Required action:
The line with "[locate] the cap" marks where to begin. Please copy it and each line after it to the end of the records below, exactly.

Stored dataset items
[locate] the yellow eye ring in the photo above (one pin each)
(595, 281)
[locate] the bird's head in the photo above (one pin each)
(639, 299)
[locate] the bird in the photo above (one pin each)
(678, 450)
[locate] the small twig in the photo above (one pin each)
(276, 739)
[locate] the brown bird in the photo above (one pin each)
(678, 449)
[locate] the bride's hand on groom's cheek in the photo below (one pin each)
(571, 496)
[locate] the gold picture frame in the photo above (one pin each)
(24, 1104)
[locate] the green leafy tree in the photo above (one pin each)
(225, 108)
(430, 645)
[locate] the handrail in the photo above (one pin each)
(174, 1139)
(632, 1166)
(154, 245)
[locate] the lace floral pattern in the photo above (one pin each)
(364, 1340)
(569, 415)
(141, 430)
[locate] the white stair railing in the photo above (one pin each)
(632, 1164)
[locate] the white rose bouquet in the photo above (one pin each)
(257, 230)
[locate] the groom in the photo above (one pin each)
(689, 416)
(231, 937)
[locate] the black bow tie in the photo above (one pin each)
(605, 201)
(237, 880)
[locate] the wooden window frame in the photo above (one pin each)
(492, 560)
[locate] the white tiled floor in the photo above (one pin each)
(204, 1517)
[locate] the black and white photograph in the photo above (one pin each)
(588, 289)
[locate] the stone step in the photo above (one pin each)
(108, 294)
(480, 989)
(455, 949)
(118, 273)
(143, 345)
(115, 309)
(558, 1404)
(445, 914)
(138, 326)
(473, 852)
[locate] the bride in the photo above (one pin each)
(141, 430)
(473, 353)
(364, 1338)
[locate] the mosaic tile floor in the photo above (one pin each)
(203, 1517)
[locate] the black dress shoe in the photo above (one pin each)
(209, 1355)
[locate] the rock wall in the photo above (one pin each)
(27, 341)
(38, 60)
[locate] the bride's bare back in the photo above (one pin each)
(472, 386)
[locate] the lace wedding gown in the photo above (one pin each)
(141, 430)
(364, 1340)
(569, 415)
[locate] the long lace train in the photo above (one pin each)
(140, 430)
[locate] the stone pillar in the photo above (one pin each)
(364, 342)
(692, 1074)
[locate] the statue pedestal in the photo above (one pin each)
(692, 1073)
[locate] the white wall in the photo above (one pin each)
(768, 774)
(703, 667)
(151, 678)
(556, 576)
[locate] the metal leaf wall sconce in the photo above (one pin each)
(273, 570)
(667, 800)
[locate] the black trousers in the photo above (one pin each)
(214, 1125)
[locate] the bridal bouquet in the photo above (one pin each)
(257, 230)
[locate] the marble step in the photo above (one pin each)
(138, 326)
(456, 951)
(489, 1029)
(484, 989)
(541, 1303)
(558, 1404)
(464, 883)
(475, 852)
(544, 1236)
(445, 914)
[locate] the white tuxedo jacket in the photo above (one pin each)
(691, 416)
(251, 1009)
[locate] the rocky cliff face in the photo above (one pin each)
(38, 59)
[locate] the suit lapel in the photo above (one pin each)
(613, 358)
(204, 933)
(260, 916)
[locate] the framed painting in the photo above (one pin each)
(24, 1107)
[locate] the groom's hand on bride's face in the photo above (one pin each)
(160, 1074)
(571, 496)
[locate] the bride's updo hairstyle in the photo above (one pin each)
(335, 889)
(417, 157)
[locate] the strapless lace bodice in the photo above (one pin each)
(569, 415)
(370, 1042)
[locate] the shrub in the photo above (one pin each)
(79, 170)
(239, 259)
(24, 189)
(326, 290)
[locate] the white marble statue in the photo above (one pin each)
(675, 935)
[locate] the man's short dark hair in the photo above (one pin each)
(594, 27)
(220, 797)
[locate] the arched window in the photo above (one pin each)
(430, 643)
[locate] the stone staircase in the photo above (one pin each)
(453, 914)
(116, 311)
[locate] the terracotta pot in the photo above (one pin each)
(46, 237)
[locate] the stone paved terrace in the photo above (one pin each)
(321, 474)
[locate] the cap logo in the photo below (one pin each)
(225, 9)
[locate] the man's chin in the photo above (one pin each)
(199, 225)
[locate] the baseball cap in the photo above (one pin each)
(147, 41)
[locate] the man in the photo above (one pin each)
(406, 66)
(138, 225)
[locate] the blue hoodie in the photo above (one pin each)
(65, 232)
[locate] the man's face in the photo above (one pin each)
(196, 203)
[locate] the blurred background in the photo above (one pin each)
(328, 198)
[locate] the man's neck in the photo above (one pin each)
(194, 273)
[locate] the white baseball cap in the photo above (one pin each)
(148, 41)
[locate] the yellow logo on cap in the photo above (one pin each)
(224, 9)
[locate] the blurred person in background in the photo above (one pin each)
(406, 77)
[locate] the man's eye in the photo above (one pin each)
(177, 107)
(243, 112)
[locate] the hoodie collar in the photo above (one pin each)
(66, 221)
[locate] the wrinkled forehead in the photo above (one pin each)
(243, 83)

Written answer:
[locate] the cap logo in the photo below (one pin each)
(225, 9)
[locate] the man's chin in the photo above (one pin each)
(199, 225)
[locate] the baseball cap in the photo above (one pin each)
(147, 41)
[locate] the man in the photo above (one pin each)
(406, 66)
(138, 225)
[locate] the blue hoodie in the photo above (one pin each)
(65, 232)
[locate] the man's face in the photo above (one pin each)
(196, 203)
[locate] the blurred background in the photo above (one pin each)
(328, 198)
[locate] the man's neck in the photo above (one pin each)
(194, 273)
[locate] the white baseball cap in the photo above (one pin each)
(148, 41)
[locate] the yellow logo on cap in the photo above (one pin each)
(224, 9)
[locate] the blurred person in background in the photo above (one pin each)
(406, 77)
[locate] the man's eye in the photo above (one pin each)
(177, 107)
(243, 112)
[locate] the hoodie collar in the photo above (one pin each)
(66, 221)
[locate] the wrinkled forehead in the photo above (one pin each)
(243, 83)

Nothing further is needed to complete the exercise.